Text passage ::
====

Welcome

Written by: Leo Lawton

May 14, 2011

This is a history of England and the Lawton Family as they intermingle. In places you may find it a little humorous. It was meant to be. However, it is not that farcical, and is a correct history.

History and Stuff 1

A fellow by the name of Henry Tudor was born a Welshman in 1457.  In 1485 with nothing better to do one day, he slew King Richard III in a place called Bosworth Field and declared himself King Henry VII.  Henry, wanting to cement his claim to royalty, arranged a marriage between his son Arthur and Catharine of Aragon who was the daughter of King Ferdinand and Queen Isabella of Spain.  While they were waiting around for the kids to grow up enough to wed, in 1492 Ferdy and Bella bankrolled that young whippersnapper Chris Columbus as he sailed off westward into the ocean on some wild goose chase he had dreamt up.  The years quickly passed and late in 1501 the youngsters finally got married.

Six months later Arthur was dead.  Henry VII wasn’t about to let that stop him from having a say about what was going to happen in Spain so he up and had his eleven-year-old son, Henry betrothed to the sixteen-year-old widow.  In 1506, the young Henry was considered old enough to wed at fifteen, but now Henry VII wasn’t so sure it was such a good idea so he forced his son to call it off.  Things went bumpily along until 1510 when Henry VII turned up his toes and died.  As one of his first acts King Henry VIII married the beautiful widow Catharine.

Ultimately Catharine and Henry VIII had six children, but only Mary born in 1516 lived more than a couple of months.  When Mary was eleven, in 1527, a couple of noteworthy items took place in England.  First King Henry VIII began an annulment procedure as Catharine had not provided him with a male heir.  The second item was that a fine son named Thomas was born to Richard Lawton of Cranfield, Bedfordshire.  I guess I forgot to mention that Richard Lawton had been born just prior to the turn of the century.

====

Requirements ::
1. In the Lawton family history, in what year was Henry Tudor born?
2. Please restate the Lawton family history from "A fellow by" up to and including "finally got married.", substituting "grand venture" for "wild goose chase".

Material ::

====

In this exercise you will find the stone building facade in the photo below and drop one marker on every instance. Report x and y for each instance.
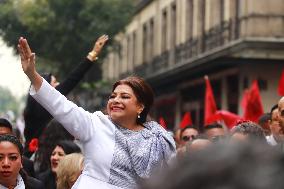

====

The replies ::
1. 1457

2.
A fellow by the name of Henry Tudor was born a Welshman in 1457.  In 1485 with nothing better to do one day, he slew King Richard III in a place called Bosworth Field and declared himself King Henry VII.  Henry, wanting to cement his claim to royalty, arranged a marriage between his son Arthur and Catharine of Aragon who was the daughter of King Ferdinand and Queen Isabella of Spain.  While they were waiting around for the kids to grow up enough to wed, in 1492 Ferdy and Bella bankrolled that young whippersnapper Chris Columbus as he sailed off westward into the ocean on some grand venture he had dreamt up.  The years quickly passed and late in 1501 the youngsters finally got married.